EXERCISE DETAILS: Could you return all of the records exactly, minus their images?

MATERIAL TO PROCESS:
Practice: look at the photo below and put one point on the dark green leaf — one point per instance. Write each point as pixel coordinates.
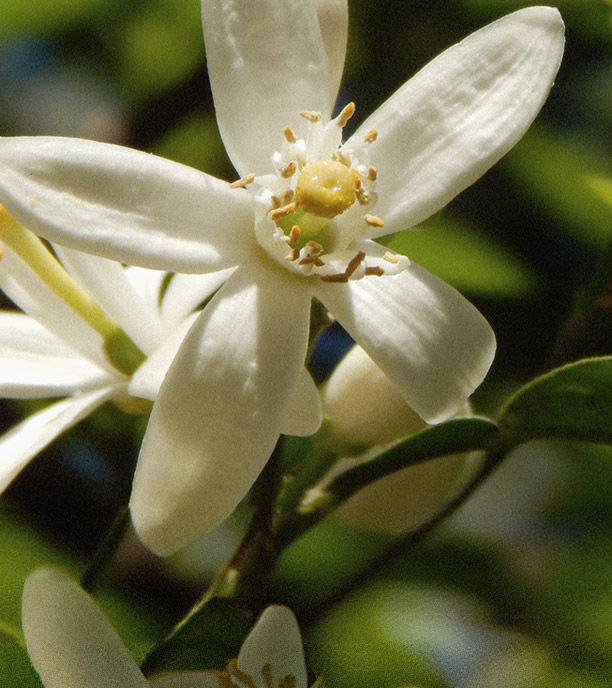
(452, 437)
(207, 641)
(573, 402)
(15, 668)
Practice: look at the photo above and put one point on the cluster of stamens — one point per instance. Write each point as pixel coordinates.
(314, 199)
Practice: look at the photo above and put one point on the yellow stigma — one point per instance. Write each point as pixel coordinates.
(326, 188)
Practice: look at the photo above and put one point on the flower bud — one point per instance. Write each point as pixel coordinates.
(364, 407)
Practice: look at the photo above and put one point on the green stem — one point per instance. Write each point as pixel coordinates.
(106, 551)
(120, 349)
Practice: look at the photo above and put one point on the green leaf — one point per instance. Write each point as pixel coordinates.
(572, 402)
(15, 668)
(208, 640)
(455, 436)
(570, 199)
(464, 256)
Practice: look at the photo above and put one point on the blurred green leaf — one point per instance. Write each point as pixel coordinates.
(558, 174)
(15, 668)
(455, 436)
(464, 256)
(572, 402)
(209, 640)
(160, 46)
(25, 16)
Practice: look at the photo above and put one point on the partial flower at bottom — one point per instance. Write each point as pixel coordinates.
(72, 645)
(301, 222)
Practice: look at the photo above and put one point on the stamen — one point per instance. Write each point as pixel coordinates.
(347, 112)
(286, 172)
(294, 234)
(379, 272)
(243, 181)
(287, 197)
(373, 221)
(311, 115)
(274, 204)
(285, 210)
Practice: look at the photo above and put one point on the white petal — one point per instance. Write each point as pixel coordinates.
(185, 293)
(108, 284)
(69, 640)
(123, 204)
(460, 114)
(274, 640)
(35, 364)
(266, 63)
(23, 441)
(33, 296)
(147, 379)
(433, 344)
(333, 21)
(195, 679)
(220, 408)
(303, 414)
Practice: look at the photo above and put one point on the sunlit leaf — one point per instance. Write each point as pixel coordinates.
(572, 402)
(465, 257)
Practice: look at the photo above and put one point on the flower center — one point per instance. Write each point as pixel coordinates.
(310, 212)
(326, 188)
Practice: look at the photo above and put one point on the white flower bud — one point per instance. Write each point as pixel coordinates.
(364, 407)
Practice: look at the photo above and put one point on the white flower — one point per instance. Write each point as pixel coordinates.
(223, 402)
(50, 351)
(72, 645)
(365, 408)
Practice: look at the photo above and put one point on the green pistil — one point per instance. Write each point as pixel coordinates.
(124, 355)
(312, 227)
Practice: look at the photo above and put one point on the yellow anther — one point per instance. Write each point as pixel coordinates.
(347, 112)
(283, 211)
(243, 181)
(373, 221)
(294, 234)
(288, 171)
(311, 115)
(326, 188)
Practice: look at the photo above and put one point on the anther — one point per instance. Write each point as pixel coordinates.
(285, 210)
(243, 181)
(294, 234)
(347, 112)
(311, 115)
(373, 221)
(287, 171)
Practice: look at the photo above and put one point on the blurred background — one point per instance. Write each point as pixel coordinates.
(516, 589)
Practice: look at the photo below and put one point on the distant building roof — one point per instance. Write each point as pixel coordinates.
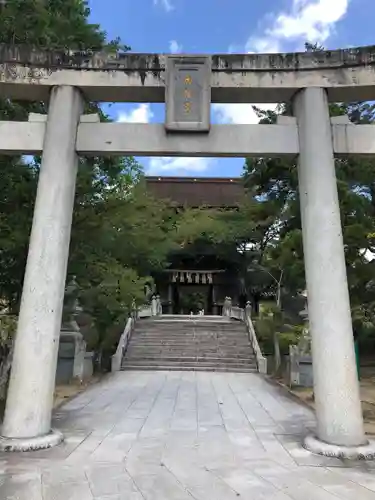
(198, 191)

ANSWER SPACE:
Practice: look at the photo below and put one point on the dark green leaf — one point per instance. Write each point as pixel coordinates.
(452, 437)
(207, 641)
(573, 402)
(15, 668)
Practice: look at the photo above and put one point on the cluster of stamens — one point per instance. Write each point as pixel coordinates.
(314, 199)
Practice: look at the photo above and put one point on the yellow stigma — one point per instance. Write each point as pixel coordinates.
(326, 188)
Practice: look at the photo above and put one point on the flower bud — one point per instance. Write each point as pixel coordinates.
(364, 407)
Practice: look at the photo above and put one point on the green stem — one point per instance. Write each point as pixel coordinates.
(106, 551)
(120, 349)
Practice: look at the photo above and put one point on the green leaf — one point per instance. Write each point as pixel coordinates.
(572, 402)
(15, 668)
(208, 640)
(455, 436)
(570, 199)
(464, 256)
Practice: look at the photo above and put one point on the blurred green leaf — one point per instance. Write each point as pixel coordinates.
(558, 174)
(15, 668)
(455, 436)
(464, 256)
(572, 402)
(209, 640)
(160, 46)
(25, 16)
Practice: look at the photo above and put one point on the partial flower at bottom — one point per instance. Write each point as pixel coordinates.
(72, 645)
(301, 222)
Practice: look at the photo above and put one point on the stamen — one point per instance. Write each point as pixel coordinates.
(347, 112)
(286, 172)
(294, 234)
(379, 272)
(243, 181)
(287, 197)
(373, 221)
(311, 115)
(274, 204)
(285, 210)
Practice: look at the photo above and put one point on the white petal — one point per instance. Write each point as pixel coordinates.
(185, 293)
(108, 284)
(69, 640)
(123, 204)
(460, 114)
(274, 640)
(35, 364)
(266, 63)
(23, 441)
(33, 296)
(147, 379)
(433, 344)
(333, 21)
(195, 679)
(220, 408)
(303, 414)
Practice: look at the photo above and put one point on the sunlit leaf — one point per instance. Write each point as pixel coordinates.
(572, 402)
(465, 257)
Practice: look at the photo above and put one point on the flower center — one point per instance. Write each point as pixel coordinates.
(310, 212)
(326, 188)
Practice: look at the photo above and put one point on the white flower bud — one point per instance. Write each point as pixel coordinates.
(364, 407)
Practice: look at the photo above and put one point on the white flower — one point per instance. Write each point as pixel coordinates.
(223, 402)
(50, 351)
(72, 645)
(365, 408)
Practice: look at the photo above and put one point on the green pistil — one point per instance. Write each point as pixel coordinates.
(124, 355)
(312, 227)
Practice: look at the photo above and put one point on the yellow anther — one point per instance. Write each point as pixel coordinates.
(347, 112)
(283, 211)
(243, 181)
(373, 221)
(294, 234)
(288, 171)
(311, 115)
(326, 188)
Practice: look at the photo above and put one point on the anther — one point per instance. Write each point as pixel coordinates.
(285, 210)
(243, 181)
(294, 234)
(347, 112)
(311, 115)
(373, 221)
(287, 171)
Practice: look at the photo above and put one point on the blurred background — one point per instance. Write each point as pixel coordinates.
(516, 589)
Practice: look at the photo below and put one point on the distant building roof — one point per instance. Write each point as pixel coordinates.
(198, 191)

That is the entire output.